▶ _DATA FOR PROCESSING_:
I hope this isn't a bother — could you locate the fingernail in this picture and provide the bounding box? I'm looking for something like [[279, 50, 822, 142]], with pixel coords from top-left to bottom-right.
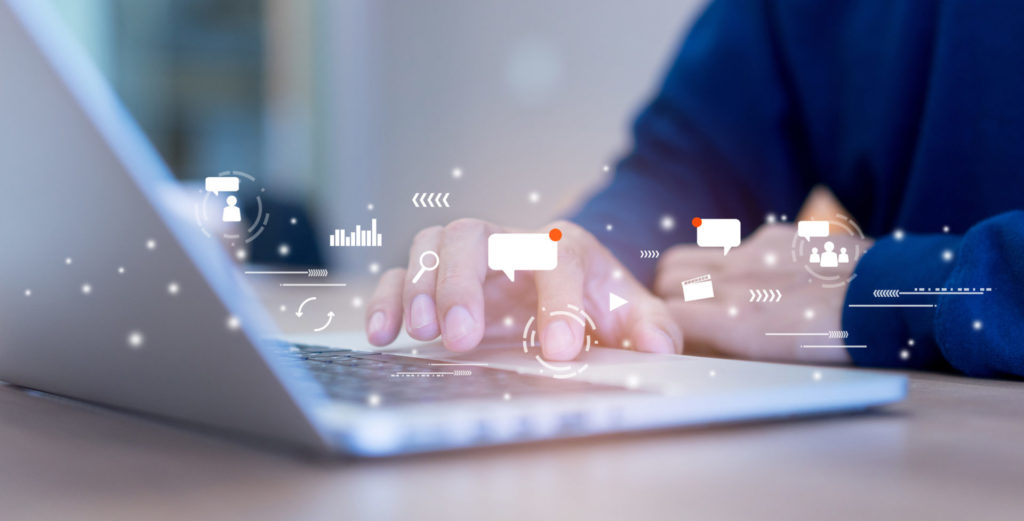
[[368, 311, 386, 335], [542, 319, 578, 360], [410, 294, 437, 333], [443, 305, 474, 346], [640, 328, 675, 354]]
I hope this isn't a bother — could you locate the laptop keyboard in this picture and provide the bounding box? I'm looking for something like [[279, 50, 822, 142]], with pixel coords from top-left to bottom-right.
[[279, 344, 630, 407]]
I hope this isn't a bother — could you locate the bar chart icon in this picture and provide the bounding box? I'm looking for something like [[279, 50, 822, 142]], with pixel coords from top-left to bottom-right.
[[329, 219, 383, 248]]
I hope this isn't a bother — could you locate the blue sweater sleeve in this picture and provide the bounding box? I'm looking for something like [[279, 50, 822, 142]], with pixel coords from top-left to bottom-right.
[[571, 0, 814, 286], [844, 211, 1024, 377]]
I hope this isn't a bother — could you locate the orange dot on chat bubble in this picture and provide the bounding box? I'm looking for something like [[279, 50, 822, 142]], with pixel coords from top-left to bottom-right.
[[549, 228, 562, 241], [692, 217, 702, 228]]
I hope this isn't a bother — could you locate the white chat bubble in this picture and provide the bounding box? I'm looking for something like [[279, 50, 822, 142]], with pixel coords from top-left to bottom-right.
[[695, 218, 741, 256], [488, 232, 559, 282], [797, 220, 830, 241], [205, 176, 239, 196]]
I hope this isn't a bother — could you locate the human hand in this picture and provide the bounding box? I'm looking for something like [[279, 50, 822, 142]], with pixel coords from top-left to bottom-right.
[[653, 224, 872, 364], [366, 219, 682, 360]]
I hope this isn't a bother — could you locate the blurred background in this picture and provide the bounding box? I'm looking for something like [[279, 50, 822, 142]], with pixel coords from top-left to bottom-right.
[[48, 0, 706, 276]]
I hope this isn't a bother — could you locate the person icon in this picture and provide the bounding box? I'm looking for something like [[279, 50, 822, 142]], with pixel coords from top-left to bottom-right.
[[222, 195, 241, 223], [838, 246, 850, 264], [809, 247, 821, 264], [820, 241, 839, 267]]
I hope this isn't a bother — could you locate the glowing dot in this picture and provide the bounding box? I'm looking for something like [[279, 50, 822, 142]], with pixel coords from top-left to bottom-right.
[[352, 296, 364, 308], [548, 228, 562, 241], [765, 213, 777, 224], [709, 370, 716, 377], [235, 249, 247, 261], [81, 283, 92, 295], [780, 214, 789, 222], [611, 269, 623, 280], [127, 331, 145, 349], [367, 393, 381, 407], [804, 308, 815, 320], [907, 338, 915, 346], [626, 375, 640, 389], [942, 249, 954, 262], [226, 315, 241, 330], [290, 217, 298, 225], [451, 167, 463, 179], [942, 225, 950, 233], [972, 320, 983, 331], [367, 203, 374, 211], [503, 392, 512, 401], [65, 257, 73, 265], [278, 243, 290, 257], [813, 370, 822, 381], [728, 306, 738, 317], [603, 164, 610, 172], [764, 252, 777, 266], [661, 215, 676, 231], [605, 223, 613, 231], [893, 229, 905, 241], [117, 266, 125, 274], [411, 349, 418, 355], [528, 191, 541, 204], [503, 316, 514, 327], [146, 239, 157, 250], [24, 289, 32, 297], [369, 262, 380, 274], [279, 305, 287, 312], [900, 349, 910, 360], [167, 281, 180, 295], [622, 339, 632, 349]]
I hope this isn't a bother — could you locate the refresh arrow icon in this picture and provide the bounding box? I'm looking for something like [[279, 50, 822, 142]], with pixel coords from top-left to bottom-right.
[[313, 311, 335, 332], [295, 297, 316, 317]]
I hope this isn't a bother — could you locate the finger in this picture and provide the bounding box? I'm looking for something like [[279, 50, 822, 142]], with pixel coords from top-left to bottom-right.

▶ _EXERCISE OBJECTIVE_: Each record should be copied exactly, and each image left out.

▶ _TASK ANSWER_:
I hope this isn't a bother — could you locate the fingernail in this picture and provide the bounding box? I'm looking for something like [[279, 50, 822, 142]], with pixel coords from top-left to bottom-right.
[[368, 311, 386, 335], [542, 319, 578, 360], [410, 294, 437, 333], [443, 305, 474, 346], [640, 328, 675, 354]]
I hope this isn't a bother — could you locate the laptop keyboard in this picture and provide the bounding box? I'm looking for something like [[279, 50, 822, 142]], with pixel coords from top-left to bottom-right.
[[279, 344, 630, 407]]
I hope this isn't a bother — could you locate the bar chart icon in this picture and provide the bounding box? I'm looking for something like [[279, 50, 822, 142]], with pixel coords from top-left to bottom-right.
[[329, 219, 383, 248]]
I hope this isn't a bother — could you locate the blue sweater sleeve in this picture and provide the bounding box? I'm looking for something like [[279, 50, 822, 142]], with pixel coords from top-left to bottom-right.
[[571, 0, 814, 286], [844, 211, 1024, 377]]
I hope this isn't a bother — could you locate the orange dot on chat bubble in this picture and provide the bounding box? I'm looking for something like [[279, 50, 822, 142]], with pixel coords from top-left to bottom-right.
[[549, 228, 562, 241], [692, 217, 702, 228]]
I hope this isn't a bother — could you locate the white chat bubble in this picture and provide the bounding box? I'm looking for something like [[279, 50, 822, 142]], with pixel coords from top-left to bottom-right.
[[695, 218, 741, 256], [488, 232, 559, 282], [797, 220, 830, 241], [205, 176, 239, 196]]
I hope this isn't a bother — could you locate the human hand in this picture and provide the bounding box? I'm looking for something like [[279, 50, 822, 142]], with pixel coords from top-left to bottom-right.
[[653, 224, 872, 364], [366, 219, 682, 360]]
I hope this isn't a bother — could you locate the blurred background in this picture and provide the bounding box? I'm looking for something like [[279, 50, 822, 142]], with pixel coords from top-left to bottom-right.
[[48, 0, 706, 276]]
I hope this isn't a bother — could you locate the person icon in this picture and provide the bounding box? I'm looking for something like [[279, 50, 822, 142]], with pixel coords from top-left to bottom-right.
[[222, 195, 241, 223], [838, 246, 850, 264], [809, 247, 821, 264], [820, 241, 839, 267]]
I hope this isn't a bother — could you locate the glowing dot in this picture and provide the bounding box? I'm looking for something like [[279, 50, 822, 142]], with pixel coords from top-left to bottom-right.
[[352, 296, 364, 308], [548, 228, 562, 241], [765, 213, 777, 224], [709, 370, 716, 377], [235, 249, 247, 261], [81, 283, 92, 295], [780, 214, 789, 222], [611, 269, 623, 280], [127, 331, 145, 349], [367, 393, 381, 407], [804, 308, 815, 320], [907, 338, 915, 346], [626, 375, 640, 389], [942, 249, 954, 262], [226, 315, 241, 330], [290, 217, 298, 225], [451, 167, 463, 179], [942, 225, 950, 233], [972, 320, 983, 331], [367, 203, 374, 211], [503, 392, 512, 401], [65, 257, 73, 265], [278, 243, 290, 257], [813, 370, 822, 381], [728, 306, 738, 317], [603, 164, 610, 172], [764, 252, 777, 266], [661, 215, 676, 231], [605, 223, 613, 231], [893, 229, 905, 241], [117, 266, 125, 274], [411, 349, 418, 355], [528, 191, 541, 204], [503, 316, 514, 327], [146, 239, 157, 250], [24, 289, 32, 297], [369, 262, 380, 274], [279, 305, 287, 312], [900, 349, 910, 360], [167, 281, 180, 295], [622, 339, 632, 349]]
I hope this isn't a bother — could you locate the refresh arrow icon in this picture and provide the bounding box? I'm looking for something like [[279, 50, 822, 142]], with pixel coords from top-left to bottom-right.
[[313, 311, 335, 332], [295, 297, 316, 317]]
I hope this isn't a bother — could you locate the finger in this picture and provide the bounding box? I'm looking for something like [[279, 50, 822, 142]], with pixel coords from top-left to bottom-right.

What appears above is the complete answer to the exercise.